En tout cas, je crois que nous avons besoin de cette loi qui nous permettra de
lutter plus efficacement contre les manifestations de ces groupements
sectaires.
(Applaudissements sur les travées du groupe communiste
républicain et citoyen, sur les travées socialistes ainsi qu'au banc de la
commission.)
M. Nicolas About,
rapporteur.
Je demande la parole.
M. le président.
La parole est à M. le rapporteur.
M. Nicolas About,
rapporteur.
Je voudrais tout d'abord remercier Mme Borvo : effectivement,
il vaut mieux prévenir que punir.
Je voudrais également m'adresser à M. Hoeffel. Chrétien comme lui, je sais les
risques qui ont été évoqués par les Eglises, et j'ai fait miennes les
préoccupations à la fois des Eglises traditionnelles et de M. Hoeffel. Je crois
donc que le texte auquel est parvenue la commission met tout à fait à l'abri
toutes les religions du risque de le voir utilisé abusivement à leur
encontre.
M. Emmanuel Hamel.
Est-ce bien certain ?
M. Nicolas About,
rapporteur.
Peut-être y aura-t-il un jour un problème ! Mais un pouvoir
n'a pas besoin de ce texte pour devenir fascisant. C'est l'utilisation du texte
qui fait le fascisme, ce n'est pas le texte lui-même.
M. Michel Caldaguès.
C'est l'occasion qui fait le larron !
M. Nicolas About,
rapporteur.
Par conséquent, le jour où il y aura ce type de pouvoir, peu
importe le texte en vigueur, il sera de toute façon détourné dans un mauvais
but.
Je tiens à ajouter, puisque l'occasion m'en est donnée par mon excellent
collègue Emmanuel Hamel, que, aujourd'hui, le médecin que je suis, le
parlementaire que je suis ont la certitude que l'on trouve dans les sectes des
enfants dénutris, des enfants qui ne sont pas éduqués, pas scolarisés, qu'on y
trouve aussi des adultes assujettis ou qui se font escroquer. Tout cela est
certain, ce n'est pas « peut-être » !

_Données extraites_
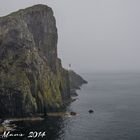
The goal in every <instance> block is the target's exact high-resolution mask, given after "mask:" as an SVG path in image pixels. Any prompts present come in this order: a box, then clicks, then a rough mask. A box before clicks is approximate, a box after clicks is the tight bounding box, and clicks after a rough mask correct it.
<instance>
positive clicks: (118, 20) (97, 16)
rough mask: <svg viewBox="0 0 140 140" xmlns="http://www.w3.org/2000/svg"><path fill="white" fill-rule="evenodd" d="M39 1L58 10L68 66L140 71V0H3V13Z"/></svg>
mask: <svg viewBox="0 0 140 140" xmlns="http://www.w3.org/2000/svg"><path fill="white" fill-rule="evenodd" d="M39 3H42V4H47V5H49V6H50V7H52V8H53V10H54V13H55V17H56V20H57V27H58V34H59V42H58V53H59V57H60V58H61V59H62V63H63V65H64V66H65V67H68V64H69V63H71V64H72V68H73V69H74V70H76V71H78V72H95V71H112V70H113V71H140V0H23V1H22V0H1V1H0V16H3V15H6V14H8V13H10V12H13V11H16V10H18V9H21V8H25V7H28V6H31V5H34V4H39Z"/></svg>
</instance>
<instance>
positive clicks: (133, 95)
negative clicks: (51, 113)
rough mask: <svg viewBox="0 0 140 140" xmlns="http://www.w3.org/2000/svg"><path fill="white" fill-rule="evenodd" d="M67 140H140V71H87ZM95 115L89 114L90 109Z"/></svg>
mask: <svg viewBox="0 0 140 140" xmlns="http://www.w3.org/2000/svg"><path fill="white" fill-rule="evenodd" d="M84 77H85V79H87V80H88V82H89V83H88V85H84V86H83V87H82V90H81V91H79V92H78V93H79V100H78V101H76V102H74V103H72V104H71V109H72V110H73V111H76V112H78V113H79V115H78V116H76V117H72V118H70V119H69V122H68V126H67V127H66V129H65V136H64V139H65V140H140V74H123V73H118V74H117V73H116V74H101V73H100V74H87V75H84ZM90 108H92V109H94V110H95V113H94V114H88V113H87V112H88V109H90Z"/></svg>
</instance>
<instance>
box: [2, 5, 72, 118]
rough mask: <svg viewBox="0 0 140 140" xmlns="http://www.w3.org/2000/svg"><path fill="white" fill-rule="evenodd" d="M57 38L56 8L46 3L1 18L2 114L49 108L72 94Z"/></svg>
mask: <svg viewBox="0 0 140 140" xmlns="http://www.w3.org/2000/svg"><path fill="white" fill-rule="evenodd" d="M57 39H58V35H57V28H56V21H55V18H54V16H53V11H52V9H51V8H49V7H48V6H46V5H35V6H33V7H29V8H26V9H22V10H19V11H18V12H14V13H12V14H10V15H8V16H5V17H1V18H0V117H3V116H10V117H12V116H29V115H32V114H36V113H42V112H44V111H45V112H46V111H48V110H50V109H56V108H60V107H61V106H62V105H63V102H64V100H66V99H69V98H70V81H69V72H68V71H67V70H65V69H64V68H62V65H61V60H60V59H58V57H57Z"/></svg>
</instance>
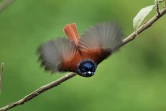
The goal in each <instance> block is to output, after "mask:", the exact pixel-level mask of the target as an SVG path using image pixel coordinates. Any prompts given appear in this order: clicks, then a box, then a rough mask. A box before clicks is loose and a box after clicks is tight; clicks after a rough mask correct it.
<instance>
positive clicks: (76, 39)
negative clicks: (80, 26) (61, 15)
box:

_Consigne_
Rédigez la suite du compte rendu de débat parlementaire sur la loi contre les groupements sectaires, à partir de sa dernière phrase.

_Zone de réponse_
(M. Caldaguès s'exclame.)
M. Christian Bonnet.
Très bien !
M. Nicolas About,
rapporteur.
Or, aujourd'hui, les organisations ne tombent pas sous le
coup de la répression de la personne morale, et c'est sur ce point que je
voudrais terminer.
Monsieur Caldaguès, vous nous avez dit que nous avions le choix, que nous
étions comme un pharmacien devant des étagères sur lesquelles se trouvaient le
bon médicament, le placebo, la fiole vide, l'eau et éventuellement du poison.
Mais pas du tout, monsieur Caldaguès. Nous sommes devant un magasin qui nous
propose la publicité mensongère, la fraude, l'atteinte volontaire à la vie, les
tortures et les actes de barbarie, les violences, les menaces, le viol, les
agressions sexuelles, les entraves aux mesures d'assistance !
M. Michel Caldaguès.
Pas uniformément ! C'est là qu'est l'imposture !
M. Nicolas About,
rapporteur.
Mais si ! C'est cela que nous voulons condamner.
Ne prétendez pas à la tribune du Sénat que nous sommes en train de faire un
texte pour condamner les innocents ; nous sommes là pour protéger les plus
faibles, ceux qui ont besoin du soutien de la loi, nos enfants en
particulier.
MM. Christian Bonnet et Jacques Machet.
Très bien !
M. Nicolas About,
rapporteur.
Je crois d'ailleurs que, ce soir, nous pourrons faire le
point de cet effort extraordinaire, de ce consensus qui se dégage au niveau du
Parlement français pour protéger les plus faibles d'entre nous, c'est-à-dire
nos enfants et ceux qui, de par la maladie ou certaines actions conduites sur
eux, sont éventuellement en situation de faiblesse ou en état de sujétion.
Ainsi, nous aurons fait un grand pas dans la défense des plus malheureux
d'entre nous.
(Très bien ! et applaudissements sur les travées des
Républicains et Indépendants, de l'Union centriste, du RDSE et du groupe
communiste républicain et citoyen, ainsi que sur les travées
socialistes.)
M. le président.
Personne ne demande plus la parole dans la discussion générale ?...
La discussion générale est close.
Je rappelle que, en vertu de l'article 42, alinéa 10, du règlement, à partir
de la deuxième lecture au Sénat des propositions de loi, la discussion des
articles est limitée à ceux pour lesquels les deux chambres du Parlement n'ont
pas encore adopté un texte identique.